### [Фрагмент документа]
|---|
И все-таки звенит звездным звоном в веках удивительный, глубокий русский гений. Я терпеть не могу национального бахвальства. Всякий раз, когда я восхищаюсь чем-нибудь русским, мне кажется, что я похож на того самого генерала от инфантерии, который по всякому поводу и без всякого повода говорит,
— Если я дам турке съесть горшок гречневой каши с маслом, то через три часа этот турка на тротуаре, на глазах у публики, погибнет в страшных судорогах.
— А вы, Ваше Превосходительство, хорошо переносите гречневую кашу?
— Я?! С семилетнего возраста, милостивый государь, перевариваю гвозди!..
Не люблю бахвальства. Но есть моменты, когда ничего другого сказать нельзя и вообразить ничем иным нельзя, как именно звездным звоном, дрожащим в небесах, этот глубокий, широкий и вместе с тем легчайший русский гений…
Только подумайте, как выражены свет и тень у российского гения Александра Сергеевича Пушкина. В ‘Каменном госте’ мадридская красавица говорит:
Приди! Открой балкон. Как небо тихо.
Недвижим теплый воздух, ночь лимоном
И лавром пахнет, яркая луна
Блестит на синеве густой и темной,
И сторожа кричат протяжно, ясно!..
А далеко, на севере — в Париже,
Быть может, небо тучами покрыто,
Холодный дождь идет и ветер дует…
Далеко, на севере — в Париже. А написано это в России, в Михайловском Новгородской губернии, в морозный, может быть, день, среди сугробов снега. Оттуда Пушкин, вообразив себя в Мадриде, почувствовал Париж далеким, _с_е_в_е_р_н_ы_м!..
Не знаю, играл ли Александр Сергеевич на каком-нибудь инструменте. Думаю, что нет. Ни в его лирике, ни в его переписке нет на это, кажется, никаких указаний. Значит, музыкантом он не был, а как глубоко он почувствовал самую душу музыки. Все, что он в ‘Моцарте и Сальери’ говорит о музыке, в высочайшей степени совершенно. Как глубоко он почувствовал Моцарта — не только в его конструкции музыкальной, не только в его контрапунктах или отдельных мелодиях и гармонических модуляциях. Нет, он почувствовал Моцарта во всей его глубокой сущности, в его субстанции. Вспомните слова Моцарта к Сальери:
Когда бы все так чувствовали силу
Гармонии! Но нет: тогда б не мог
И мир существовать, никто б не стал
Заботиться о нуждах низкой жизни.
|---|
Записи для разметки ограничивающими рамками

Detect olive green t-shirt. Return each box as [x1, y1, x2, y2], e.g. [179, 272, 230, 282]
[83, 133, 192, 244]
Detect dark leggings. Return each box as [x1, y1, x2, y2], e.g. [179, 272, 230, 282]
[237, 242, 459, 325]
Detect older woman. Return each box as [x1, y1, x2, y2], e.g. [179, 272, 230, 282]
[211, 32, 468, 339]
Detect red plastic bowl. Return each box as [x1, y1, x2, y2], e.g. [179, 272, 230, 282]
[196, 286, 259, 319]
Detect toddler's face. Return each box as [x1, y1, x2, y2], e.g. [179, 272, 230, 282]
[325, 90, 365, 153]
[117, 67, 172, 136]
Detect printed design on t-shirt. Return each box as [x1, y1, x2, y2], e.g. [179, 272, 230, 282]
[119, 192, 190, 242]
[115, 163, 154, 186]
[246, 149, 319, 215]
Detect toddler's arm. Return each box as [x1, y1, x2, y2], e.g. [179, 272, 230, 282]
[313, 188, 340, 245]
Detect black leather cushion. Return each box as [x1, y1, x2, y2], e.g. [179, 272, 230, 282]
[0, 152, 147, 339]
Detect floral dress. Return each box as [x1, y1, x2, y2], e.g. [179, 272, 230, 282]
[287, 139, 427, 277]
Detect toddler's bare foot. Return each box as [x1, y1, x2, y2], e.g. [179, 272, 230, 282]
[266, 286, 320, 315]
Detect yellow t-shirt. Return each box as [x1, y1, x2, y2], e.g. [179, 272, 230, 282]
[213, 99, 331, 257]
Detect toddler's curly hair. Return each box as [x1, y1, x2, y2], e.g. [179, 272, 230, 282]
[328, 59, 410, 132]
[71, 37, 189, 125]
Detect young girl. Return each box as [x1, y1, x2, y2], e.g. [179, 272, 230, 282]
|---|
### [Письменное задание]
Повторите без изменений отрывок из текста о Пушкине, начиная со слов «Не знаю, играл» и заканчивая словами «нуждах низкой жизни.» включительно.

### [Разбор решения]
Не знаю, играл ли Александр Сергеевич на каком-нибудь инструменте. Думаю, что нет. Ни в его лирике, ни в его переписке нет на это, кажется, никаких указаний. Значит, музыкантом он не был, а как глубоко он почувствовал самую душу музыки. Все, что он в ‘Моцарте и Сальери’ говорит о музыке, в высочайшей степени совершенно. Как глубоко он почувствовал Моцарта — не только в его конструкции музыкальной, не только в его контрапунктах или отдельных мелодиях и гармонических модуляциях. Нет, он почувствовал Моцарта во всей его глубокой сущности, в его субстанции. Вспомните слова Моцарта к Сальери:
Когда бы все так чувствовали силу
Гармонии! Но нет: тогда б не мог
И мир существовать, никто б не стал
Заботиться о нуждах низкой жизни.